Data excerpts:

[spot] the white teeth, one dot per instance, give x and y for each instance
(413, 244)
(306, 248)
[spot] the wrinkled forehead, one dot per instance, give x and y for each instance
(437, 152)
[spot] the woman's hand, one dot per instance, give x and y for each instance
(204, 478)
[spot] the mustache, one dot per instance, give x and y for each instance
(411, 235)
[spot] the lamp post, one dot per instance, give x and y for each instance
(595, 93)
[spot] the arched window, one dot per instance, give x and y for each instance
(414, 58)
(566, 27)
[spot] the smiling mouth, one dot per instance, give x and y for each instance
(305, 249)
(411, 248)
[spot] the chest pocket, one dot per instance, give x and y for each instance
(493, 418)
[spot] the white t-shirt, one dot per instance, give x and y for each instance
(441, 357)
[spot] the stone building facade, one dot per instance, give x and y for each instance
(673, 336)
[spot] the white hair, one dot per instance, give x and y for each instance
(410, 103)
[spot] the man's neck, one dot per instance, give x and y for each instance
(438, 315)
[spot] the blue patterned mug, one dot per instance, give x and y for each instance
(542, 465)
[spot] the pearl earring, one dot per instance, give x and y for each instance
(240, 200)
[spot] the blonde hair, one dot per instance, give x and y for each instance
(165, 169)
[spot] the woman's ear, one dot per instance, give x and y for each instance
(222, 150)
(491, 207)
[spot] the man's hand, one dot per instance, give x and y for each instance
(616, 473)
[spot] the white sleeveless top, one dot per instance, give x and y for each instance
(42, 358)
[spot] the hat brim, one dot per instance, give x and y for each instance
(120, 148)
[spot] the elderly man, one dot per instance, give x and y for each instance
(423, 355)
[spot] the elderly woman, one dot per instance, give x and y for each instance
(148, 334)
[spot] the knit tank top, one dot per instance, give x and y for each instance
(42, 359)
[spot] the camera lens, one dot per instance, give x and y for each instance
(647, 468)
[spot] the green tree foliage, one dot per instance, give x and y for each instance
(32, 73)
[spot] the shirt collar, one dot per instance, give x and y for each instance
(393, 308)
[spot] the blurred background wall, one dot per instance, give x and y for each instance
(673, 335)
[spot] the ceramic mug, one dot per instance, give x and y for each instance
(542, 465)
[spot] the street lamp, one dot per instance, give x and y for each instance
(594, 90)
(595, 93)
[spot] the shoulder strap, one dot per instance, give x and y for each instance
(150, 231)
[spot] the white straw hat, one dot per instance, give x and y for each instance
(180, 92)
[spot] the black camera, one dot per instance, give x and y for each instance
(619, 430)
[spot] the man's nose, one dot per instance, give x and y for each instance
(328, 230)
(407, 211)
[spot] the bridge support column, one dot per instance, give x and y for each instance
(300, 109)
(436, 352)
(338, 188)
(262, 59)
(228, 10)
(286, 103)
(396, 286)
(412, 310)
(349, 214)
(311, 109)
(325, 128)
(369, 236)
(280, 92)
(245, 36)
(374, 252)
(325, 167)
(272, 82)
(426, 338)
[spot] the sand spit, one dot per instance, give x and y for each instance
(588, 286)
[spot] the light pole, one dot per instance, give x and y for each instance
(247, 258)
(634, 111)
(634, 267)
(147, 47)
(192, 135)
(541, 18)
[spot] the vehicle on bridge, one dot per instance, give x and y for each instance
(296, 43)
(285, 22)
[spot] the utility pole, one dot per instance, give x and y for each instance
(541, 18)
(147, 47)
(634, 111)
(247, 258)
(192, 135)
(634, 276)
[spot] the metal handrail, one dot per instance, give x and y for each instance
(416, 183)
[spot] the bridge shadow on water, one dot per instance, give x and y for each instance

Written task:
Give everything from the line containing "[spot] the white straw" down to the end of the data above as a JSON list of strings, one string per line. Leave out any blank lines.

Problem solution:
[
  "[spot] the white straw hat, one dot per instance, give x and y for each instance",
  "(180, 92)",
  "[spot] the black camera, one dot per instance, give x and y for each instance",
  "(619, 430)",
  "[spot] the man's nose, one dot per instance, give x and y for each instance",
  "(328, 230)",
  "(407, 211)",
  "[spot] the bridge support column, one dot per instance, give x and y for each instance",
  "(300, 109)",
  "(436, 352)",
  "(338, 188)",
  "(262, 59)",
  "(228, 10)",
  "(286, 103)",
  "(396, 286)",
  "(412, 310)",
  "(349, 214)",
  "(311, 109)",
  "(325, 128)",
  "(369, 236)",
  "(280, 92)",
  "(245, 36)",
  "(374, 252)",
  "(325, 167)",
  "(272, 82)",
  "(426, 338)",
  "[spot] the sand spit, one dot per instance, give x and y for each instance",
  "(588, 286)",
  "[spot] the light pole, one dot per instance, give x and y for each instance",
  "(247, 258)",
  "(634, 111)",
  "(634, 267)",
  "(147, 47)",
  "(192, 135)",
  "(541, 18)",
  "[spot] the vehicle on bridge, one dot per instance, give x and y for each instance",
  "(296, 43)",
  "(285, 22)",
  "[spot] the utility pole, one dot per instance, give x and y for each instance",
  "(541, 18)",
  "(147, 47)",
  "(634, 111)",
  "(247, 258)",
  "(192, 135)",
  "(634, 276)",
  "[spot] the metal handrail, one dot per instance, give x and y for each instance",
  "(416, 183)",
  "[spot] the bridge shadow on water, one dot per instance, give x and y for each instance"
]